## Instrucciones de trabajo:
(a) Responde con el fragmento sobre Margaret Thatcher:
(i) ¿Qué periódico le puso el sobrenombre de la Dama de Hierro?
(ii) ¿Cuántas cartas escritas a mano envió a las familias de los soldados británicos caídos en combate?
(iii) ¿A qué porcentaje había bajado la tasa de inflación en 1990?
(b) ¿Puedes retomar el fragmento sobre Margaret Thatcher y seguir escribiéndolo a partir de su última oración?

## Fragmento proporcionado:
# # # #
No todos los líderes adoptan esta postura. Margaret Thatcher ha pasado a la historia con el sobrenombre que le puso Estrella Roja, el periódico del Ministerio de Defensa soviético: la Dama de Hierro. Su supuesta impasibilidad ante el sufrimiento ajeno, reflejada por ejemplo en su duro enfrentamiento con el Sindicato de Mineros, ha sido objeto de repetidas burlas y críticas. Es célebre también la respuesta que Thatcher dio a las exigencias de Bobby Sands, líder de los presos del IRA en la cárcel de Maze, de que fueran tratados como prisioneros políticos: «No existen el asesinato político, ni las bombas políticas, ni la violencia política. Solo existen el asesinato criminal, las bombas criminales y la violencia criminal. No cederemos en esto». Y no cedió. Cuando una huelga de hambre acabó con la vida de Sands y se elevaron las presiones sobre su gobierno, Thatcher no se inmutó: «El señor Sands era un delincuente convicto. Eligió quitarse la vida. Su organización no le permitió tomar esa decisión a muchas de sus víctimas». Nueve presos más murieron en estas huelgas de hambre. Como explica Kissinger en Liderazgo (Debate), el brillante ensayo que publicó un año antes de morir, a los 99 años, Thatcher sacrificó la compasión por el deber. Por supuesto, era tan capaz de sentirla como cualquiera. Kissinger también recoge cómo un día su marido la encontró deshecha en lágrimas sentada al borde de la cama tras un ataque argentino en la guerra de las Malvinas: «¡Oh, no, no! ¡Otro barco! ¡Mis jóvenes!». Al final de la guerra, había mandado doscientas cincuenta y cinco cartas escritas a mano a las familias de los soldados británicos caídos en combate. Pero sabía que lo que necesitaba el pueblo británico no era a alguien que se compadeciera de sus sufrimientos, sino remedios duros para la larga enfermedad que arrastraba. Cuando dejó el cargo, Gran Bretaña era más rica (solo dos datos: la tasa de inflación pasó de un 20% en 1979 a un 5% en 1990 y el PIB creció un 36% en términos reales) y sus instituciones más fuertes.
# # # #
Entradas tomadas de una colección

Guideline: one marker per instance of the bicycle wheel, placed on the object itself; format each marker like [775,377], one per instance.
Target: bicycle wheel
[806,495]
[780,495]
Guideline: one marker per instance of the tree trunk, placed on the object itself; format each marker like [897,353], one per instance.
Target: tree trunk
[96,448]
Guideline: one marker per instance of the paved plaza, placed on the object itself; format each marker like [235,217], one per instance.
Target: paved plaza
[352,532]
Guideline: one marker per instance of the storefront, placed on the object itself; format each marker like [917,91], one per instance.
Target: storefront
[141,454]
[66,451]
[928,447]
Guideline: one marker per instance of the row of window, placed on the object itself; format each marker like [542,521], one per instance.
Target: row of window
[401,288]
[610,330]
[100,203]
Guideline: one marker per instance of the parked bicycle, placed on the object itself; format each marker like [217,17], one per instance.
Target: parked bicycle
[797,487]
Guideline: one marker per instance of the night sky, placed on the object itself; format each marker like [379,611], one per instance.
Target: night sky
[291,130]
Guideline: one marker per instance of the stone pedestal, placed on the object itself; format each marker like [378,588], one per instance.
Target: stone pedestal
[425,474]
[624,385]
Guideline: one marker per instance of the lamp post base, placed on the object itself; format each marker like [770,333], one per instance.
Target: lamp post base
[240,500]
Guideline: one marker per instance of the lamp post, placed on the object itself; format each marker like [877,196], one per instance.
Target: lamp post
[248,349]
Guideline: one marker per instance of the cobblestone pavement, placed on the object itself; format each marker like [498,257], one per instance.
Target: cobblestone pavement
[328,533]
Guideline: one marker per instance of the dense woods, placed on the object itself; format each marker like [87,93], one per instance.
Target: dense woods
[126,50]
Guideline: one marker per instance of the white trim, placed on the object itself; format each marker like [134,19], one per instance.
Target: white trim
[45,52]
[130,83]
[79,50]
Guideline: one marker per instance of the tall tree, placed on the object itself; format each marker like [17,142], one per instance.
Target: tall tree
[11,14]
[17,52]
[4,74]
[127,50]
# # # #
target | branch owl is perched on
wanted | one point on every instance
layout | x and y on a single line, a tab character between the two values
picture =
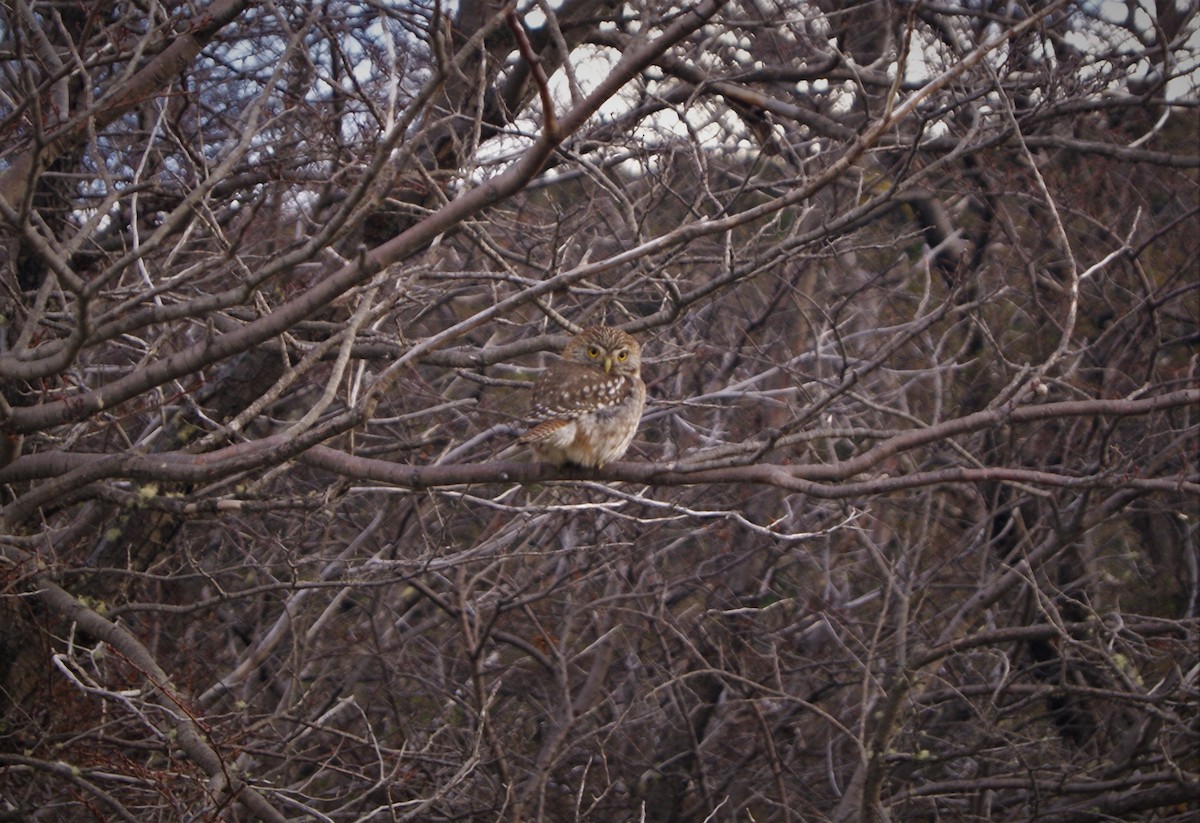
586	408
# # # #
## Respuestas del ejercicio:
(a)
(i) Estrella Roja, el periódico del Ministerio de Defensa soviético.
(ii) Doscientas cincuenta y cinco.
(iii) A un 5%.

(b)
Los otros cinco líderes sobre los que escribió Kissinger en Liderazgo (Konrad Adenauer, Charles de Gaulle, Richard Nixon, Anwar Sadat y Lee Kuan Yew) tampoco destacan por haber hecho alarde de una gran compasión, sino por la firmeza de sus principios, por la agudeza con la que comprendieron las sociedades que heredaron y por su capacidad para saber hasta dónde podían llegar. Lo que sus pueblos obtuvieron de ellos no fue alguien dispuesto a sumirse a su nivel para compadecer sus penas, sino un liderazgo capaz de inspirarles a elevarse y caminar a su lado para afrontar las transformaciones que sus países necesitaban. 

En su Teoría de los sentimientos morales, Adam Smith invita al lector a reflexionar sobre cómo se sentiría si de repente supiera que China ha sido devorada por un terremoto. Una tragedia así, explica, podría ponernos algo melancólicos, sacarnos alguna reflexión sobre la fragilidad de la vida humana, pero lo cierto es que seguiríamos con lo nuestro sin los nervios especialmente alterados. En cambio, bastaría con que nos informaran de que al día siguiente nos iban a amputar el dedo meñique para que pasáramos la noche en vela. Entonces se pregunta: habiendo una diferencia tan grande entre la importancia que le otorgamos a nuestros problemas en comparación con los de los demás, ¿cómo es posible que en muchas ocasiones nos esforcemos e incluso vayamos más allá de lo posible para ayudar a nuestros congéneres? «No es el apagado poder del humanitarismo, no es el tenue destello de la benevolencia que la naturaleza ha encendido en el corazón humano», asegura el filósofo escocés: «Es la razón, el principio, la conciencia, el habitante en el pecho, el hombre interior, el ilustre juez y árbitro de nuestra conducta».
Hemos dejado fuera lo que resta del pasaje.